REMOTE DIRECT MEMORY ACCESS 

[0072] Figure 6 illustrates a simplified block diagram for communicating data 
between a network 100 and storage I/O devices 110. Buffer memory 130 provides an 
interface between the stream-oriented network 100 and the block-oriented storage I/O devices 
1 10. Data arriving from the network 100 is assembled in buffer memory 130. The storage 
I/O devices 110 can then access the assembled data as blocks in buffer memory 130. 
Similarly, the storage I/O devices 1 10 can transfer blocks of data to buffer memory 130 for 
transmission over the network 100. The network has direct access to the buffer memory 130 
through a buffer memory controller 156 (see Figure 3) within the iSCSI controller 120. 
Similarly, the storage I/O devices 110 have direct access to buffer memory 130 using, for 
example, a PCI-X to Serial ATA Interface 132 and a storage controller interface 151 (see 
Figure 3) within the iSCSI controller 120. The specific embodiment illustrated in Figure 6 is 
exemplary only, and other types of connections and interfaces may also be appropriate for 
communicating with the buffer memory 130.

MATERIAL SUPPLIED:

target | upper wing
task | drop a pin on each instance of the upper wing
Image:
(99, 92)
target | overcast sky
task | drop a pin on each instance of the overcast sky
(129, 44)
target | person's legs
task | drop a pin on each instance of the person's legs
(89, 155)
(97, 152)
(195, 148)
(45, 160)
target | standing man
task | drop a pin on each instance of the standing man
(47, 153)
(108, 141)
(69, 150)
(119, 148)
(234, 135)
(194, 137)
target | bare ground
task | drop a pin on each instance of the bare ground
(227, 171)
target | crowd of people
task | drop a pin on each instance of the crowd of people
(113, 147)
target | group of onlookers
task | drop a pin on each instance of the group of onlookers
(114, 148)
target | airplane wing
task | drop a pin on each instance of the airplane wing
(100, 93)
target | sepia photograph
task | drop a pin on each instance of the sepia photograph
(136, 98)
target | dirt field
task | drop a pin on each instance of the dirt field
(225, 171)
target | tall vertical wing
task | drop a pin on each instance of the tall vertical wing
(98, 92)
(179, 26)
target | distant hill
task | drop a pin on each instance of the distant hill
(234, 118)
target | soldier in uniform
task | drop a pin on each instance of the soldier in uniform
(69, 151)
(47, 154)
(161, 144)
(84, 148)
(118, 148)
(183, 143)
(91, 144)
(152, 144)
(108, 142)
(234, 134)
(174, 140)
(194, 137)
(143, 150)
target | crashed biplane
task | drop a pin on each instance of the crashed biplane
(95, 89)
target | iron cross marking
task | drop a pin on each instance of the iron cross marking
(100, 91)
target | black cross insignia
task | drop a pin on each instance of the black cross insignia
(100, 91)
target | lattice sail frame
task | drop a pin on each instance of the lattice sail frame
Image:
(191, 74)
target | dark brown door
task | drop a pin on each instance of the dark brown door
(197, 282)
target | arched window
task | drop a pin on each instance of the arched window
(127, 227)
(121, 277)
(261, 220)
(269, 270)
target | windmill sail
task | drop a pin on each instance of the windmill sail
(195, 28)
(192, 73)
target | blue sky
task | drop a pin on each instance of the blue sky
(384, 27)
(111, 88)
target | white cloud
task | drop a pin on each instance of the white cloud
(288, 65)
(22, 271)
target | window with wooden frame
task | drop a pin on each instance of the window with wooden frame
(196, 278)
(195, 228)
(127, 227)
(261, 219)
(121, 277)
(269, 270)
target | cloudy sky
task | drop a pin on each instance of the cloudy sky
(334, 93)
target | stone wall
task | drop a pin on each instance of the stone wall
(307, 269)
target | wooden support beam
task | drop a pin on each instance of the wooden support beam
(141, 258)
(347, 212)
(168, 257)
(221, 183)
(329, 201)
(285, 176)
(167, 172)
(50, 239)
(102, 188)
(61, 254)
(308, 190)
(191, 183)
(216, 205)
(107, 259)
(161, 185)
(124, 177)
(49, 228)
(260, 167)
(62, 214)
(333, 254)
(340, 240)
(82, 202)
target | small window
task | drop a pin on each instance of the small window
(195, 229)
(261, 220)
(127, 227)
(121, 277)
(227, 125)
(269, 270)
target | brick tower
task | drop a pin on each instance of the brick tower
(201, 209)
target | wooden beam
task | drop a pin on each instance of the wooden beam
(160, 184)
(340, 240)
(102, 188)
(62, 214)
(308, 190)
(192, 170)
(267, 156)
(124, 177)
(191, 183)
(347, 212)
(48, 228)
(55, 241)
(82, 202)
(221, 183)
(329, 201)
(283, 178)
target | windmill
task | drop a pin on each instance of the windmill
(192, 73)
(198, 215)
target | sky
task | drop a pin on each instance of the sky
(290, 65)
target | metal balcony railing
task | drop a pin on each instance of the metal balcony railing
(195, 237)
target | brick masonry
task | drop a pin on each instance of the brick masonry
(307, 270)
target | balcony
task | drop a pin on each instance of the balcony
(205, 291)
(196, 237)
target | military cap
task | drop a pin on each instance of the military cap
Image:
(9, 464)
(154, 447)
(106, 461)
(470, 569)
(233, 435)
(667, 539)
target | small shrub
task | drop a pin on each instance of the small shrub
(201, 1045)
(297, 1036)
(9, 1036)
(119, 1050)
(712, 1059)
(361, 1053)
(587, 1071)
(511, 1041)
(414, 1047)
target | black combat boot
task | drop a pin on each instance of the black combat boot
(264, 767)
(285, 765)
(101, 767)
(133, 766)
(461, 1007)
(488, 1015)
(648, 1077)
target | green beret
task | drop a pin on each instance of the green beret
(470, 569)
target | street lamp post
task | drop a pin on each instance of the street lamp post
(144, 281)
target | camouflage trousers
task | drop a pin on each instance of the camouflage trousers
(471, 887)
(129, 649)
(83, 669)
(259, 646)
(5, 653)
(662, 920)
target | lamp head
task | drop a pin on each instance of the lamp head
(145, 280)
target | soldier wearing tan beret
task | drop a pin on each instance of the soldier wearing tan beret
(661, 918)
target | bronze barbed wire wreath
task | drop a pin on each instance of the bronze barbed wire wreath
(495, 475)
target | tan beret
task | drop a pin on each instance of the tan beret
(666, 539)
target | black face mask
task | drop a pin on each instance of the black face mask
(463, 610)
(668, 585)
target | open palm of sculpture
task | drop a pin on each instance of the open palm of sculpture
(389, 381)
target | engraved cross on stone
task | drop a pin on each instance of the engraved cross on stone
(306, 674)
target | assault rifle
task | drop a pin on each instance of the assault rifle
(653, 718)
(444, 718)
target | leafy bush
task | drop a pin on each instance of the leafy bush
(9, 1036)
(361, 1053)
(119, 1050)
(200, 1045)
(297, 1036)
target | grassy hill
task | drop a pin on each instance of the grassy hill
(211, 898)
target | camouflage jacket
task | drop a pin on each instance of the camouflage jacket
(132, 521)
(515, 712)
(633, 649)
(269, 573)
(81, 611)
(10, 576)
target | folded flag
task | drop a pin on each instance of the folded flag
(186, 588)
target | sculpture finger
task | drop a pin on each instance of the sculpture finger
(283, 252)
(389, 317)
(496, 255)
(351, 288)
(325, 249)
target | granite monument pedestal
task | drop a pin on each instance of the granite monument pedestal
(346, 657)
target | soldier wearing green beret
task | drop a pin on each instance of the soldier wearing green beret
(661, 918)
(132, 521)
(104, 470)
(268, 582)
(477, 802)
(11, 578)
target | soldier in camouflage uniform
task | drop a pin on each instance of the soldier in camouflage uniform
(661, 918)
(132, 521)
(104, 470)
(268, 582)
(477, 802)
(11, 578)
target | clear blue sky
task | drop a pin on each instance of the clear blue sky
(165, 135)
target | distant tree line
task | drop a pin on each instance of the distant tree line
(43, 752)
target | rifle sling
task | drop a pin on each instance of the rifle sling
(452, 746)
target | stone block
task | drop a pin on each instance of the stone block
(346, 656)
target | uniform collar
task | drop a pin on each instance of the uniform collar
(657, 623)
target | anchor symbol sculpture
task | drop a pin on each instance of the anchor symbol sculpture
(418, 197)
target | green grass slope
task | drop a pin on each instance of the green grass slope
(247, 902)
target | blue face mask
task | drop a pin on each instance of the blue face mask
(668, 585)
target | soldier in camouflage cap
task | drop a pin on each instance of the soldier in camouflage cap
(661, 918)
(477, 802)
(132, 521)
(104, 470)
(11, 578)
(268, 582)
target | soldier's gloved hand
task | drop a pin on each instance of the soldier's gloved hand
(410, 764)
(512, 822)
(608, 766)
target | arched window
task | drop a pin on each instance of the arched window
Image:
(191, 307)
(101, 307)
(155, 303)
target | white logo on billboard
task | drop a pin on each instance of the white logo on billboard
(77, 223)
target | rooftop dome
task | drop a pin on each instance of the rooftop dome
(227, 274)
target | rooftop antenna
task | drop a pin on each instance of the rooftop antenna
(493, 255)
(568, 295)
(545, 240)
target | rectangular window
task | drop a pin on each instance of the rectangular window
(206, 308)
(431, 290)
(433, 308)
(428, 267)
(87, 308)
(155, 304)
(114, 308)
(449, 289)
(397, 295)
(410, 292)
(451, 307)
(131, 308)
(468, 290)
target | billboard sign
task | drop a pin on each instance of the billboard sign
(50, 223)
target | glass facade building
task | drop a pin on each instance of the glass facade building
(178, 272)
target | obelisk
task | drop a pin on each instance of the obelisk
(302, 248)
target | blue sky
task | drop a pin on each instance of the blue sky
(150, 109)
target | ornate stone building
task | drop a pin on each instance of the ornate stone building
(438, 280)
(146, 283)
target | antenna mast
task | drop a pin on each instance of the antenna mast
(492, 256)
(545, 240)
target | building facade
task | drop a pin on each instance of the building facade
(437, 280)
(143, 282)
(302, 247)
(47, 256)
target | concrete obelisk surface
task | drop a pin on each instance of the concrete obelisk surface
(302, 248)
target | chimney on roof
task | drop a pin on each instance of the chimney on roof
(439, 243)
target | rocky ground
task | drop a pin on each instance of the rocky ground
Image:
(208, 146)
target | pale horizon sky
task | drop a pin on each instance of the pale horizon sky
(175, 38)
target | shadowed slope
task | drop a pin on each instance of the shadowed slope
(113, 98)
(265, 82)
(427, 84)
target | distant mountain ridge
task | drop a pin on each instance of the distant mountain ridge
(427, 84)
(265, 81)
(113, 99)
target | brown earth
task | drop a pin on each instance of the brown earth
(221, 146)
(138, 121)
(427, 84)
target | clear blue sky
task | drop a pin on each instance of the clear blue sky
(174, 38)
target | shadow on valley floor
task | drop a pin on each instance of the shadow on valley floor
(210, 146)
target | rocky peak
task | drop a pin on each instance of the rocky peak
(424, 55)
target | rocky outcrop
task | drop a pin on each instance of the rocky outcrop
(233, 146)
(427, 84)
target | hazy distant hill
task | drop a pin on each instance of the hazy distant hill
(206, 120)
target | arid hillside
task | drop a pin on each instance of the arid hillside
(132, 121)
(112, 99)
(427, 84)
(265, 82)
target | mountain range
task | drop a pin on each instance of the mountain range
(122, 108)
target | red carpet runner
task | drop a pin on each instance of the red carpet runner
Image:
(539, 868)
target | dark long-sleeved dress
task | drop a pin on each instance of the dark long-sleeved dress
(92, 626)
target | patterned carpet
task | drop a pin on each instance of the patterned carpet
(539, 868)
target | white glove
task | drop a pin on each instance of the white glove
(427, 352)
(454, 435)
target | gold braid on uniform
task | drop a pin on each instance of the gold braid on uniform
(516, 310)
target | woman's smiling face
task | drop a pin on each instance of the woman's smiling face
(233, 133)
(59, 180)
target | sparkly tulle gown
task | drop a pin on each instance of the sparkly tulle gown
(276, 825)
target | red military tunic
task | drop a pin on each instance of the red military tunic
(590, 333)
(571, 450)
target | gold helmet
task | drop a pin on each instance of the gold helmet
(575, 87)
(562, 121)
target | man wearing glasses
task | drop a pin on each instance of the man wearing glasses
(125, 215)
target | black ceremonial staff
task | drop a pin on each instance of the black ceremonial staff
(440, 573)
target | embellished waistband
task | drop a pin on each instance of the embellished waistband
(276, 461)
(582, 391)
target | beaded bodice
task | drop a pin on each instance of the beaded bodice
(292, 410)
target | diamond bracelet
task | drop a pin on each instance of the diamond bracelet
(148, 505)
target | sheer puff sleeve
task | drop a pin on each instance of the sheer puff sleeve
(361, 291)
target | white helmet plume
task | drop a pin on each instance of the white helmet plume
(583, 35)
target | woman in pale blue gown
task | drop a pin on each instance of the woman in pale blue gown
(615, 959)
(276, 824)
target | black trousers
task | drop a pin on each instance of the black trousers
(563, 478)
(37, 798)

WRITTEN PROBLEM 1: From the remote direct memory access text, return word for word the passage starting at "Similarly, the storage I/O devices 110" and ending at "the buffer memory 130.".
WRITTEN PROBLEM 2: Translate this sentence from the remote direct memory access text into Spanish: "Data arriving from the network 100 is assembled in buffer memory 130."

TASK ANSWER 1:
Similarly, the storage I/O devices 110 have direct access to buffer memory 130 using, for 
example, a PCI-X to Serial ATA Interface 132 and a storage controller interface 151 (see 
Figure 3) within the iSCSI controller 120. The specific embodiment illustrated in Figure 6 is 
exemplary only, and other types of connections and interfaces may also be appropriate for 
communicating with the buffer memory 130.

TASK ANSWER 2: Los datos que llegan desde la red 100 se ensamblan en la memoria búfer 130.